__What the task requires__
Reproduce each row below verbatim, keeping its wording, punctuation, and order unchanged.

__Data shown__
__________________________________________________
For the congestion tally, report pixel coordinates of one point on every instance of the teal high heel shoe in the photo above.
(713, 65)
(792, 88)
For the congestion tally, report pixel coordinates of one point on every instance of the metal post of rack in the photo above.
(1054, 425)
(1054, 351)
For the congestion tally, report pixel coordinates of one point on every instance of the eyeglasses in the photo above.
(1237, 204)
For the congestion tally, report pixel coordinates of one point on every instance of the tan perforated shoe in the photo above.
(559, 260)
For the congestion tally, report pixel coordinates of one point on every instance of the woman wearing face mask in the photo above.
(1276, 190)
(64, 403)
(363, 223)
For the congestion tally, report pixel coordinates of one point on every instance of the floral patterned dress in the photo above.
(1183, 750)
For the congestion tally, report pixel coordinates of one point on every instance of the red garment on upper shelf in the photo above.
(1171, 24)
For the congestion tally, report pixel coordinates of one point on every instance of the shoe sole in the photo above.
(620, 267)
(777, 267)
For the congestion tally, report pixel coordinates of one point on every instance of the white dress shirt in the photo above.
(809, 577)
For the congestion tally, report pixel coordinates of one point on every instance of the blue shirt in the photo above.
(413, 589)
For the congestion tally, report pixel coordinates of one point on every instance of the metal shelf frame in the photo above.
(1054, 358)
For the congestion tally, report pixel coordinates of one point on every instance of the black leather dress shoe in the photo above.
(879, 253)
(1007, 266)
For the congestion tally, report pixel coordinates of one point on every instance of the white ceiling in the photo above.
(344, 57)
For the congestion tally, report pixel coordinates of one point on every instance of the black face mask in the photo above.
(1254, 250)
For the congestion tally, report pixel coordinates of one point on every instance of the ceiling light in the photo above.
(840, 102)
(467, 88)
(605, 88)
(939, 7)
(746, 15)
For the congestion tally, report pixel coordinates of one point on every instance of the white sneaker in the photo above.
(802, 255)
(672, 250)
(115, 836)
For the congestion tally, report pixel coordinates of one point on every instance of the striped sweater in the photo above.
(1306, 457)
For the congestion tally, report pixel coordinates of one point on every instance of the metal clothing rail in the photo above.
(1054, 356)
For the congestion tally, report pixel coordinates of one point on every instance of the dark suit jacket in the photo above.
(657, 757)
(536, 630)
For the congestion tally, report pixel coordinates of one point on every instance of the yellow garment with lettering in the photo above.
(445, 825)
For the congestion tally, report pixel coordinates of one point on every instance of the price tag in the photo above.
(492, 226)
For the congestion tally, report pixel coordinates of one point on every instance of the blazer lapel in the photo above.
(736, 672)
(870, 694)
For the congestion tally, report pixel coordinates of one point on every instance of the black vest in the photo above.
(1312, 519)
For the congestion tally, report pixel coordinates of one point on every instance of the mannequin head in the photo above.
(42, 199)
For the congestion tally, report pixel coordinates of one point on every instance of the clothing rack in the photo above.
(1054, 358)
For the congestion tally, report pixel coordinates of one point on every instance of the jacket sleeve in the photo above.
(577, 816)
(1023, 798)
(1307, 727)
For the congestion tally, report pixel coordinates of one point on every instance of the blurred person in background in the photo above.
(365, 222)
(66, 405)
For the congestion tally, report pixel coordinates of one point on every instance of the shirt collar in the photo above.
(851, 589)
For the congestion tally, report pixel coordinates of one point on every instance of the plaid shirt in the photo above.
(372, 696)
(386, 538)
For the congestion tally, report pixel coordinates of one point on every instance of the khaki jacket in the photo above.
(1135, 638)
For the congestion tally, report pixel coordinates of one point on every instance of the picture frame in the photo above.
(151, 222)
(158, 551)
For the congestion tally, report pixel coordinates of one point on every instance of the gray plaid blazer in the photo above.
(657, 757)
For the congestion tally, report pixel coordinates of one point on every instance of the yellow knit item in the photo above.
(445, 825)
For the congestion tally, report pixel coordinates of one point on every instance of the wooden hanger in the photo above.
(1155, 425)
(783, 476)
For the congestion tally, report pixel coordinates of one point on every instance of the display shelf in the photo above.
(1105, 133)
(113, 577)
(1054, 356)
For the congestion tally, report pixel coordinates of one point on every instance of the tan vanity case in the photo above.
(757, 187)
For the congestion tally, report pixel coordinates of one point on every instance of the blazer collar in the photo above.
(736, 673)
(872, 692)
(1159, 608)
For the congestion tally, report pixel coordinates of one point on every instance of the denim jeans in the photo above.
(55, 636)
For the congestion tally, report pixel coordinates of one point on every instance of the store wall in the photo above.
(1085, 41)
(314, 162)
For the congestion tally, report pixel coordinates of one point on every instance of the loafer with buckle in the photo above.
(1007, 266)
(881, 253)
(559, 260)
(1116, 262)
__________________________________________________
__Solved exercise__
For the congestion tally, report pixel coordinates of one point on every instance of the teal high heel shoe in the photo above.
(713, 65)
(792, 88)
For the congestion tally, report pixel coordinates of one point on every instance of the metal post of rack in the photo above.
(1054, 425)
(1054, 351)
For the congestion tally, report pixel coordinates of one point on every instance of the eyeglasses in the photo above.
(1237, 204)
For the congestion tally, report pixel coordinates of one point on every instance of the tan perforated shoe in the photo above.
(559, 260)
For the congestion tally, report pixel coordinates of one point on every instance of the woman wearing face mask in the photo above.
(1276, 190)
(64, 403)
(363, 223)
For the congestion tally, report pixel coordinates of one point on every instance of the floral patterned dress in the photo above.
(1183, 750)
For the congestion tally, report pixel coordinates of one point on every instance of the red garment on upper shelf in the photo above.
(1171, 24)
For the congestion tally, report pixel coordinates of one point on every instance of the shoe sole in the photo above.
(620, 267)
(777, 267)
For the congestion tally, report pixel coordinates of one point on every instance of the white dress shirt in the photo above.
(809, 577)
For the congestion tally, report pixel coordinates of one point on every instance of the blue shirt in the photo above.
(413, 589)
For the congestion tally, report pixel coordinates of one point on every instance of the metal shelf frame in the photo above.
(1054, 358)
For the congestion tally, report pixel coordinates of one point on every instance of the black leather dress shoe in the photo above.
(879, 253)
(1007, 266)
For the congestion tally, report pixel coordinates of one point on every instance of the white ceiling in the photo above.
(344, 57)
For the congestion tally, report pixel coordinates of one point on every instance of the black face mask in the photo above.
(1254, 250)
For the congestion tally, report pixel coordinates of one point on every instance of the ceiling light in the photo above.
(840, 102)
(467, 88)
(605, 88)
(939, 7)
(746, 15)
For the congestion tally, report pixel coordinates of one point on every instance of the white sneaker in the photo above.
(802, 255)
(672, 250)
(115, 836)
For the congestion tally, report pixel coordinates of one point on every instance of the striped sweater in the photo above.
(1306, 457)
For the congestion tally, report pixel coordinates of one point on every instance of the metal clothing rail in the photo above.
(1054, 356)
For the congestion tally, report pixel coordinates of one point on every instance of the dark suit jacket in the photo above.
(657, 757)
(536, 630)
For the congestion tally, report pixel coordinates of one point on every instance of the yellow garment with lettering in the photo above.
(445, 825)
For the congestion tally, report pixel coordinates of one point on every instance of the price tag in the photo above.
(492, 226)
For the congestion tally, report pixel coordinates of one point on every instance of the blazer lapel in the photo above.
(736, 672)
(870, 694)
For the congestion tally, report pixel coordinates of one point on every instance of the black vest in the photo above.
(1312, 519)
For the congestion tally, report pixel coordinates of one point on every instance of the mannequin head in the photo above.
(42, 199)
For the congestion tally, report pixel coordinates of one point on every instance of the clothing rack in the photo above.
(1054, 358)
For the congestion tally, report pixel coordinates of one point on every instance of the jacket sleeve in the photo above.
(577, 816)
(1023, 798)
(1307, 727)
For the congestion tally, report pixel coordinates of one point on every instance of the blurred person in background in the photo above.
(365, 222)
(66, 405)
For the congestion tally, report pixel coordinates of one point on every instance of the shirt collar in the photo above.
(851, 589)
For the congestion tally, report pixel coordinates of one point on every instance of the plaid shirt in the photo above.
(372, 696)
(386, 538)
For the congestion tally, report pixel coordinates of one point on every instance of the khaki jacket in the photo above.
(1135, 638)
For the congestion tally, report pixel coordinates of one point on every instance of the picture frame in the photo above.
(151, 222)
(158, 551)
For the congestion tally, report pixel coordinates of one point on every instance of the gray plaid blazer in the photo above.
(657, 757)
For the congestion tally, report pixel coordinates of one point on every instance of the yellow knit item in the photo above.
(445, 825)
For the congestion tally, report pixel coordinates of one point on every instance of the wooden hanger in the photo above.
(1155, 425)
(783, 476)
For the congestion tally, report pixel coordinates of one point on every instance of the display shelf in the photo above.
(1105, 133)
(113, 577)
(1054, 356)
For the congestion tally, report pixel coordinates of one point on every instance of the tan vanity case in the photo above.
(757, 187)
For the congestion tally, report pixel coordinates of one point on every instance of the blazer collar in the photo above.
(736, 673)
(872, 692)
(1159, 608)
For the congestion tally, report pixel coordinates of one point on every instance of the denim jeans in the photo above.
(55, 636)
For the congestion tally, report pixel coordinates of one point on every instance of the store wall in the photo above.
(1085, 41)
(314, 162)
For the congestion tally, report pixel coordinates of one point on every instance of the loafer with buckle in the photo above.
(1007, 266)
(881, 253)
(559, 260)
(1116, 262)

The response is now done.